Extrait fourni:
Le 2 mars dernier, dans l’anonymat le plus total, la bombe Que La Famille est lâchée, PNL était né. Depuis, l’embrasement ne s’est guère estompé. Aidés par un relais médiatique impressionnant, le duo des Tarterets s’est créé en quelques mois une place au soleil dans une industrie musicale en berne. Au point que des quartiers aux maisons de disque, des bobos du Palais de Tokyo aux petits bicraveurs, tous n’aient plus en tête que ces initiales : #PNL #QLF.
Quelques extraits et des millions de vues plus tard, Le Monde Chico a tout de l’album le plus attendu de l’année. Cinq rédacteurs pour six avis, contradictoires ou complémentaires, afin d’explorer Le Monde Chico, et tout ce qu’il y a dedans.
Aborder PNL, c’est d’abord se confronter à son entourage, à ses partenaires de crime chez ReapHit et à la concurrence. C’est se demander pourquoi j’en suis arrivé à cliquer pour écouter. Pourquoi eux, plutôt qu’un autre groupe de rap français, quand je ne traite que de rap US ? Une tape trouvée en diggant sur Internet, un pote qui refile le bon plan, bref, un attrait de l’entourage proche, une étincelle de pertinence qui pousse la curiosité. Non, j’ai cliqué sur PNL comme un gros con incapable de passer au-dessus d’un buzz orchestré par certains suiveurs du journalisme et des blogs.

Objectif énoncé 1:
Dans l'extrait sur PNL, combien de rédacteurs explorent l'album Le Monde Chico ?
L'extrait et les enregistrements constituent deux matériaux distincts.

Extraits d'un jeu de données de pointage

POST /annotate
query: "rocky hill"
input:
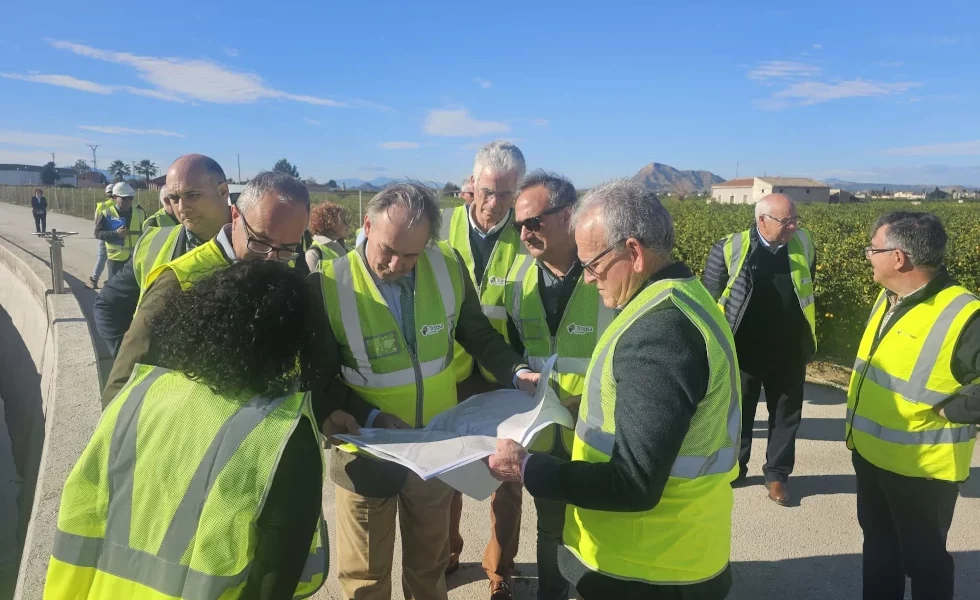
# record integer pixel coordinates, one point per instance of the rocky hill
(666, 179)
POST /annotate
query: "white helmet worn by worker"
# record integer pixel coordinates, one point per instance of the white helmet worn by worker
(123, 190)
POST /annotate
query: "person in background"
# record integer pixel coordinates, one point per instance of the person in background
(466, 191)
(763, 280)
(120, 226)
(198, 196)
(398, 301)
(224, 441)
(328, 224)
(648, 487)
(164, 217)
(480, 233)
(912, 409)
(552, 310)
(102, 258)
(39, 208)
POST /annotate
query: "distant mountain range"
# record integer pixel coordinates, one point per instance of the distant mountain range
(853, 186)
(666, 179)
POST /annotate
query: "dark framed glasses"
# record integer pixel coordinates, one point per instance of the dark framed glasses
(534, 223)
(257, 246)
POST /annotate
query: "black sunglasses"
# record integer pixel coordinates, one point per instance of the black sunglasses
(534, 223)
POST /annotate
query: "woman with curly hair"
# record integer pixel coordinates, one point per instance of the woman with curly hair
(204, 479)
(329, 226)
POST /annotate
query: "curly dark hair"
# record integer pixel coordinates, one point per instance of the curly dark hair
(241, 329)
(328, 219)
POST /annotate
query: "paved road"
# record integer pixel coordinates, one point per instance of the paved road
(807, 552)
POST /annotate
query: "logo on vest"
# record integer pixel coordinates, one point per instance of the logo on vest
(579, 329)
(428, 330)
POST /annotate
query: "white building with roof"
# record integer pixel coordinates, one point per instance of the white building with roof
(750, 190)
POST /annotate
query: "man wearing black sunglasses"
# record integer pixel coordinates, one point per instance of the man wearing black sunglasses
(763, 280)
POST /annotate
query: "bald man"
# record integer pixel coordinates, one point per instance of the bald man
(197, 193)
(763, 281)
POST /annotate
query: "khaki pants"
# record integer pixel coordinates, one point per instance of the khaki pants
(366, 541)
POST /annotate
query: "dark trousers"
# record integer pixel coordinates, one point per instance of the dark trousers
(905, 522)
(784, 398)
(594, 586)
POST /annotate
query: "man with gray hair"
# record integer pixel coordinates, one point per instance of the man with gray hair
(398, 304)
(164, 217)
(648, 484)
(479, 231)
(912, 408)
(763, 280)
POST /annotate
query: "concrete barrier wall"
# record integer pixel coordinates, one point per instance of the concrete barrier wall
(50, 385)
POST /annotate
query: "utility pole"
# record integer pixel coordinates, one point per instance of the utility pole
(95, 163)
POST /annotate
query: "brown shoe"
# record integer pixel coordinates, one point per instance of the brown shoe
(453, 565)
(778, 492)
(500, 590)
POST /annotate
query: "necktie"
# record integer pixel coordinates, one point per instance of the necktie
(407, 301)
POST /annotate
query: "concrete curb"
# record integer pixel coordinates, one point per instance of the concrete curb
(55, 332)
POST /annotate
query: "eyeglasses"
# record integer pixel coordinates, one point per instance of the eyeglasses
(590, 266)
(502, 195)
(257, 246)
(786, 221)
(534, 223)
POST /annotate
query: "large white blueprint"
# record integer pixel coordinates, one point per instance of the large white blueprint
(452, 445)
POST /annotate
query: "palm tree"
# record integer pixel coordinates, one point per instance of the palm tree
(119, 170)
(147, 169)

Objectif énoncé 2:
Relevez chaque ligne des enregistrements contenant la chaîne "white", en respectant la casse.

Solution attendue 1:
Cinq rédacteurs, pour six avis.

Solution attendue 2:
query: "white helmet worn by worker"
# record integer pixel coordinates, one point per instance of the white helmet worn by worker
query: "white building with roof"
# record integer pixel coordinates, one point per instance of the white building with roof
query: "large white blueprint"
# record integer pixel coordinates, one point per instance of the large white blueprint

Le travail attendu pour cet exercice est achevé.